• **TASK INPUTS**
═══
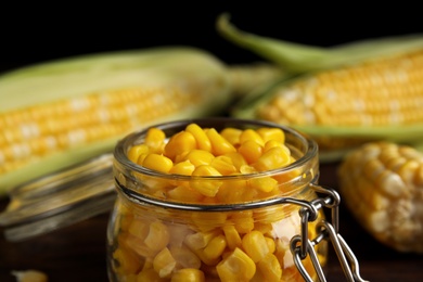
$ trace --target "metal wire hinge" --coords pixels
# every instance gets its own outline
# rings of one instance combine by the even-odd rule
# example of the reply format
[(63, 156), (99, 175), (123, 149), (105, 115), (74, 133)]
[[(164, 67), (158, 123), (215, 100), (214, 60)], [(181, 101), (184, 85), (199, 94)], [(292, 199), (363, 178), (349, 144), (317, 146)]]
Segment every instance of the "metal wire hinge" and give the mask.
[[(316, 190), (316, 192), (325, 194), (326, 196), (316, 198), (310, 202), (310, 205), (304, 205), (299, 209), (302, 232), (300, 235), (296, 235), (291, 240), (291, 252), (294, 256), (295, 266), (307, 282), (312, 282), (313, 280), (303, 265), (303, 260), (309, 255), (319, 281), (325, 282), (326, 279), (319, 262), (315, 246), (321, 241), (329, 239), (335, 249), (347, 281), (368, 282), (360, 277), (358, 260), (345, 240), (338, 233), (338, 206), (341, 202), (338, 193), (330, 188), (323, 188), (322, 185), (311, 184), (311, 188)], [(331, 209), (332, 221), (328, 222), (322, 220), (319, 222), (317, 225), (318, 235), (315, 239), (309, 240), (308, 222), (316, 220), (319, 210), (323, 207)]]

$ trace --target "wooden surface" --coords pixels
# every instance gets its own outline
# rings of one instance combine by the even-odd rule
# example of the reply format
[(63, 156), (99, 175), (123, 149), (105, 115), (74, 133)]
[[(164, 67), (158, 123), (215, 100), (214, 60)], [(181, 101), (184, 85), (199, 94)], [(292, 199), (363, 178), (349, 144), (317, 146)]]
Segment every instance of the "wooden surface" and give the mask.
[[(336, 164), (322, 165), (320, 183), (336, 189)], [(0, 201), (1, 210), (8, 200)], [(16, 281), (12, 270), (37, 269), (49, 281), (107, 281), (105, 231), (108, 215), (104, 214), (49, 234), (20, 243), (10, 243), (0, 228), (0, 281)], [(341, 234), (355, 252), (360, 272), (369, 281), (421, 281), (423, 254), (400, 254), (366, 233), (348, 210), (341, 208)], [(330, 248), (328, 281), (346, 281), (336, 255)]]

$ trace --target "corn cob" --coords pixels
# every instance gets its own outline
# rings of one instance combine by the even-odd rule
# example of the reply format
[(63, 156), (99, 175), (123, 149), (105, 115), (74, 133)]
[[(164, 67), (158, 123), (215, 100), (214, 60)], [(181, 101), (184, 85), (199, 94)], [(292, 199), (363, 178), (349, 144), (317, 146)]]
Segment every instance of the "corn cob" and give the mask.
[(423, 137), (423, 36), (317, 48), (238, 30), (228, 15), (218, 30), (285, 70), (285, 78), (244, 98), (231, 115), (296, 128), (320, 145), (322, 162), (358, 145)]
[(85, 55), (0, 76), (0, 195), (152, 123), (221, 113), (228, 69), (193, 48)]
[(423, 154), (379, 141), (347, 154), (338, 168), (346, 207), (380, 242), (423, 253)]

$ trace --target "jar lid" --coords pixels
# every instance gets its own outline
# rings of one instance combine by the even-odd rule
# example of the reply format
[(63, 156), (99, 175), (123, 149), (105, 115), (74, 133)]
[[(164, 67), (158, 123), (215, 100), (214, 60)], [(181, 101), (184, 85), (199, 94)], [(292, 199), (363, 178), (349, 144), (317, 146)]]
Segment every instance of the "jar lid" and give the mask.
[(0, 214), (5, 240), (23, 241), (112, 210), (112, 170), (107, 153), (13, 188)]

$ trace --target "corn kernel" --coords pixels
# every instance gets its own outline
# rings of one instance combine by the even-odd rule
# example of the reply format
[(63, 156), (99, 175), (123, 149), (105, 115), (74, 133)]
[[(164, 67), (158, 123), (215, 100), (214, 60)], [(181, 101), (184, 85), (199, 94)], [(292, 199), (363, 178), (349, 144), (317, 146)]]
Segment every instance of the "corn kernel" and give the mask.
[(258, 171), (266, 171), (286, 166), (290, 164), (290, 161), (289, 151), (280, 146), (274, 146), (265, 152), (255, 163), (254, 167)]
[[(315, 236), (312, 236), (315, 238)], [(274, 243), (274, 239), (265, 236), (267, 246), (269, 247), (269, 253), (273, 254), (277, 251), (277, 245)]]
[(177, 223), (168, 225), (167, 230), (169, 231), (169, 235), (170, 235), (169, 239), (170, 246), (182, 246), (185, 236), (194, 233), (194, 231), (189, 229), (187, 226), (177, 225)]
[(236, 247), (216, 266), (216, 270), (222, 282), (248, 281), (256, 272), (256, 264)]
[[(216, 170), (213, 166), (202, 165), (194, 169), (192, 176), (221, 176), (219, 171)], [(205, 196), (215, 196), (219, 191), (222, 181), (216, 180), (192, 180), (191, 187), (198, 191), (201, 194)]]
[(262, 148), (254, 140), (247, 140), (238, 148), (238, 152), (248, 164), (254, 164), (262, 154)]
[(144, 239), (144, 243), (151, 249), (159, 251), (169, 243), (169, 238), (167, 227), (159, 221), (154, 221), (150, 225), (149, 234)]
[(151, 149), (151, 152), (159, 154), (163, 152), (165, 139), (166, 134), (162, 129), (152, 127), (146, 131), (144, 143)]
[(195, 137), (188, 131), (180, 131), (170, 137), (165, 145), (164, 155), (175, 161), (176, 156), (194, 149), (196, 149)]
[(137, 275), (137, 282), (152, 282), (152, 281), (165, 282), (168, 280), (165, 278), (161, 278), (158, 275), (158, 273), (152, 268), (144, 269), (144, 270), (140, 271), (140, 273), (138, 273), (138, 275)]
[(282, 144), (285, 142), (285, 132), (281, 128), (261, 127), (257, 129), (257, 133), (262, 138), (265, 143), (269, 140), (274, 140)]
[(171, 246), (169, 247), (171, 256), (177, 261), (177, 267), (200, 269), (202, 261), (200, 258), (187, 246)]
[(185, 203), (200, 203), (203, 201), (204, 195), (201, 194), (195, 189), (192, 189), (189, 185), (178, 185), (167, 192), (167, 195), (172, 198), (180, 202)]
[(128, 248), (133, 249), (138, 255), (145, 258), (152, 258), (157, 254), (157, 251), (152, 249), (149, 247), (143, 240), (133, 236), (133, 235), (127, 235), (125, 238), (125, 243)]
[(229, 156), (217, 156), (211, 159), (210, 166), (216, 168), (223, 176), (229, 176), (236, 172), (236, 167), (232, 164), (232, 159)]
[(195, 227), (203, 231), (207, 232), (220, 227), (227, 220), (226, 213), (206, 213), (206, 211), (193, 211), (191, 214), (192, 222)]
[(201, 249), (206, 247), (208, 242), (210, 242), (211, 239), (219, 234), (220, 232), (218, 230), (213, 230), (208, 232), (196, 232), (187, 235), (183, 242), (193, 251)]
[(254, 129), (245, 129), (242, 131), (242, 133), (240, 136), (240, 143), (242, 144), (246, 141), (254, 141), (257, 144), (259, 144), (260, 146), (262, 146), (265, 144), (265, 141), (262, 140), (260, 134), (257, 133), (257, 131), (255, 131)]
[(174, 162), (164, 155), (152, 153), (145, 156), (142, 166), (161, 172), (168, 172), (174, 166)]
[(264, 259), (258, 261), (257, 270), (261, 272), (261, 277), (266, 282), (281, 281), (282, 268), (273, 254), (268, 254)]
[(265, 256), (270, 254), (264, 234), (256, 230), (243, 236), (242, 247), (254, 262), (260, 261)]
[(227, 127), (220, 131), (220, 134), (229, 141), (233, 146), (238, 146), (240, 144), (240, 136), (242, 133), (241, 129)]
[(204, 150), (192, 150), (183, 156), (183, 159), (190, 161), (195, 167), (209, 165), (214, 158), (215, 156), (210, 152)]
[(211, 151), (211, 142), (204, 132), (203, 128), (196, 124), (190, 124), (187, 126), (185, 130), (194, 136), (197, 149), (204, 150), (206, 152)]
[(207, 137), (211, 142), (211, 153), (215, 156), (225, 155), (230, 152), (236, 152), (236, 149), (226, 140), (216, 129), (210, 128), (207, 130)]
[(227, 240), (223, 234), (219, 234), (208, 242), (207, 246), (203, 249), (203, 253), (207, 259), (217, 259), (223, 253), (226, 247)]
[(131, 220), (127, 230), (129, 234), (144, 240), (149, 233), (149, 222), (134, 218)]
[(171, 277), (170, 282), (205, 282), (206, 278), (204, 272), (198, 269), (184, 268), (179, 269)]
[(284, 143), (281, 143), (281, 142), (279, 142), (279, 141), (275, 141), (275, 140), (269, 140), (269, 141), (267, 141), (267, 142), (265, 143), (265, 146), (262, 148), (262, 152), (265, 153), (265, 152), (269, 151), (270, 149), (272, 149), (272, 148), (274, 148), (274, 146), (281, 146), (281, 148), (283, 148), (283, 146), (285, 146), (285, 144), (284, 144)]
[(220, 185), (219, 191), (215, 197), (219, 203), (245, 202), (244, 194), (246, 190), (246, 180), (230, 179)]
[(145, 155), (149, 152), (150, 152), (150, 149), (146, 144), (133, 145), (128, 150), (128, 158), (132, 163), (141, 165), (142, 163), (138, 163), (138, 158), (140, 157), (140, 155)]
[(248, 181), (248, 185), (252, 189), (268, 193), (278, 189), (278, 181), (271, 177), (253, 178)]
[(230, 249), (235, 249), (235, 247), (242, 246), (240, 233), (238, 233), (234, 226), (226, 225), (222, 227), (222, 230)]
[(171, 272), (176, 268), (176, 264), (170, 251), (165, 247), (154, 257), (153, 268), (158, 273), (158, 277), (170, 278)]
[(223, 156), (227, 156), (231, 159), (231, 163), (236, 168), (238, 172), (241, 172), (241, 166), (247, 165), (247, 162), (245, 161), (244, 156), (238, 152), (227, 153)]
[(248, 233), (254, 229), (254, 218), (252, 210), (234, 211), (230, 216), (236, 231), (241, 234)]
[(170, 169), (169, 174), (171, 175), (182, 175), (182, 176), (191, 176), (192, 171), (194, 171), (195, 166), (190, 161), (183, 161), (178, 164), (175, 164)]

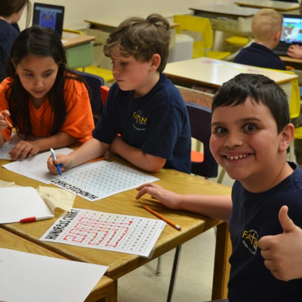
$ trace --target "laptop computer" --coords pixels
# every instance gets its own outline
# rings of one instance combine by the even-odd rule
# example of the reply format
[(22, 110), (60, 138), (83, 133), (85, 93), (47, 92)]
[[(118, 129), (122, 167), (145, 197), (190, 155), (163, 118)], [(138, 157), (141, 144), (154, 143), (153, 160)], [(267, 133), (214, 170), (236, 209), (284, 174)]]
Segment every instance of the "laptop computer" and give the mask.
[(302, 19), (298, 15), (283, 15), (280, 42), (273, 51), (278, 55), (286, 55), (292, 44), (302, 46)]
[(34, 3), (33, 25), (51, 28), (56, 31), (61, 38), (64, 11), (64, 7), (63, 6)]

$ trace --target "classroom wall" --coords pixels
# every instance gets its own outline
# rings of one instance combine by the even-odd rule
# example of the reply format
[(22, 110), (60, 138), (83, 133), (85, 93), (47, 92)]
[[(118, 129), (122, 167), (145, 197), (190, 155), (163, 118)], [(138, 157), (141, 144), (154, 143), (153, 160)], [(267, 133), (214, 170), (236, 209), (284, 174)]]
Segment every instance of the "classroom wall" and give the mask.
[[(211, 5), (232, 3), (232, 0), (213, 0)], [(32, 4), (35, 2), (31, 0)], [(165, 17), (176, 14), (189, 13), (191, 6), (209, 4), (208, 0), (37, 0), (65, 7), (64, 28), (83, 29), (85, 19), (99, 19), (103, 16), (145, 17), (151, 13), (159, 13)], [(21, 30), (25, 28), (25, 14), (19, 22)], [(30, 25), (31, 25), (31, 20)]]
═══
Reproduce the entries from their beginning through the line containing "210), (323, 207)]]", with "outline" replaced by "contour" and everything else unchanged. Leave out the pictures.

• **SOLUTION**
$ trace --target "metal wire hinge" --coords pixels
# every instance gets its own contour
# rings of one instance combine by the even-odd rule
# example of the reply format
[(63, 156), (99, 175), (123, 149), (105, 115), (74, 133)]
[[(164, 67), (158, 123), (215, 100), (214, 60)], [(181, 101), (184, 85), (199, 94)], [(292, 199), (363, 178), (349, 144), (317, 146)]]
Segment every instance of the "metal wire hinge" and give the mask.
[[(316, 190), (316, 192), (325, 194), (326, 196), (316, 198), (310, 202), (310, 205), (304, 205), (299, 209), (302, 232), (300, 235), (296, 235), (291, 240), (291, 252), (294, 256), (295, 266), (307, 282), (312, 282), (313, 280), (303, 265), (303, 260), (309, 255), (319, 281), (325, 282), (326, 279), (319, 262), (315, 246), (321, 241), (329, 239), (335, 249), (347, 281), (368, 282), (360, 277), (358, 260), (345, 240), (338, 233), (338, 206), (341, 202), (338, 193), (330, 188), (323, 188), (322, 185), (311, 184), (311, 188)], [(331, 209), (332, 221), (328, 222), (322, 220), (319, 222), (317, 225), (318, 235), (315, 239), (309, 240), (308, 222), (316, 220), (319, 210), (323, 207)]]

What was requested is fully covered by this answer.